··· RECORDS FOR THIS TASK
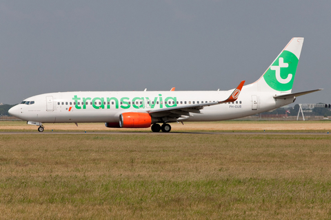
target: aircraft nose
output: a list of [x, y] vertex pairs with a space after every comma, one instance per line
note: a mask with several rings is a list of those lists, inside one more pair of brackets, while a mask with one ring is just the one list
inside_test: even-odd
[[12, 116], [18, 117], [18, 116], [19, 116], [19, 107], [17, 107], [17, 105], [15, 105], [14, 107], [11, 107], [8, 110], [8, 113]]

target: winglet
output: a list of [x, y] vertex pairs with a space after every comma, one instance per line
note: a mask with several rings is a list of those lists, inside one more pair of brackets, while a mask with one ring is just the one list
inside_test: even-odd
[[240, 91], [241, 91], [241, 89], [243, 88], [244, 83], [245, 83], [245, 80], [241, 81], [239, 85], [237, 87], [236, 89], [234, 89], [234, 91], [233, 91], [233, 92], [231, 94], [229, 98], [228, 98], [228, 99], [225, 100], [224, 101], [219, 102], [219, 103], [234, 102], [235, 100], [237, 100], [237, 99], [239, 96]]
······
* _WRITTEN PROBLEM_
Copy out these lines word for word, leaving the pictures out of your answer.

* _WRITTEN SOLUTION_
target: aircraft nose
output: a list of [x, y] vertex pairs with a space after every comma, one instance per line
note: a mask with several rings is a list of those lists, inside one more pair of brackets, while a mask with one ring is just the one list
inside_test: even-odd
[[12, 116], [18, 117], [18, 116], [19, 116], [19, 107], [17, 107], [17, 105], [15, 105], [14, 107], [11, 107], [8, 110], [8, 113]]

target: winglet
output: a list of [x, y] vertex pairs with a space after every comma, one instance per line
note: a mask with several rings is a list of those lists, inside one more pair of brackets, while a mask with one ring is just the one list
inside_test: even-odd
[[240, 91], [241, 91], [241, 89], [243, 88], [244, 83], [245, 83], [245, 80], [241, 81], [239, 85], [237, 87], [236, 89], [234, 89], [234, 91], [233, 91], [233, 92], [231, 94], [229, 98], [228, 98], [228, 99], [225, 100], [224, 101], [219, 102], [219, 103], [234, 102], [235, 100], [237, 100], [237, 99], [239, 96]]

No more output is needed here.